-- START --

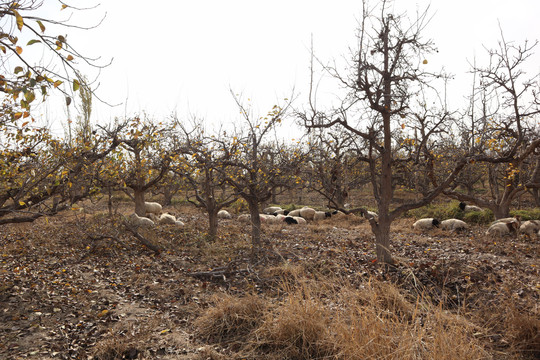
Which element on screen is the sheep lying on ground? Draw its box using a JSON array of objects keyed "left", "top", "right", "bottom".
[
  {"left": 490, "top": 215, "right": 521, "bottom": 228},
  {"left": 144, "top": 201, "right": 163, "bottom": 215},
  {"left": 313, "top": 211, "right": 332, "bottom": 221},
  {"left": 218, "top": 210, "right": 232, "bottom": 219},
  {"left": 459, "top": 202, "right": 484, "bottom": 212},
  {"left": 287, "top": 209, "right": 301, "bottom": 216},
  {"left": 441, "top": 219, "right": 469, "bottom": 230},
  {"left": 413, "top": 218, "right": 440, "bottom": 230},
  {"left": 263, "top": 206, "right": 283, "bottom": 215},
  {"left": 129, "top": 213, "right": 155, "bottom": 228},
  {"left": 236, "top": 214, "right": 251, "bottom": 222},
  {"left": 360, "top": 210, "right": 379, "bottom": 222},
  {"left": 519, "top": 220, "right": 540, "bottom": 239},
  {"left": 158, "top": 214, "right": 176, "bottom": 225},
  {"left": 486, "top": 222, "right": 518, "bottom": 236},
  {"left": 300, "top": 206, "right": 316, "bottom": 220}
]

-- END --

Reproduce all of the lines above verbatim, omitting the pictures.

#### RESPONSE TO THE TASK:
Which element on screen is the sheep lying on ground? Draw its box using a JSON array of objects keyed "left", "top", "right", "bottom".
[
  {"left": 490, "top": 215, "right": 521, "bottom": 228},
  {"left": 144, "top": 201, "right": 163, "bottom": 215},
  {"left": 313, "top": 211, "right": 332, "bottom": 221},
  {"left": 218, "top": 210, "right": 232, "bottom": 219},
  {"left": 459, "top": 202, "right": 484, "bottom": 212},
  {"left": 287, "top": 209, "right": 301, "bottom": 216},
  {"left": 441, "top": 219, "right": 469, "bottom": 230},
  {"left": 413, "top": 218, "right": 440, "bottom": 230},
  {"left": 263, "top": 206, "right": 283, "bottom": 215},
  {"left": 129, "top": 213, "right": 155, "bottom": 228},
  {"left": 236, "top": 214, "right": 251, "bottom": 222},
  {"left": 360, "top": 210, "right": 379, "bottom": 222},
  {"left": 519, "top": 220, "right": 540, "bottom": 239},
  {"left": 158, "top": 214, "right": 176, "bottom": 225},
  {"left": 486, "top": 222, "right": 518, "bottom": 236},
  {"left": 300, "top": 206, "right": 316, "bottom": 220}
]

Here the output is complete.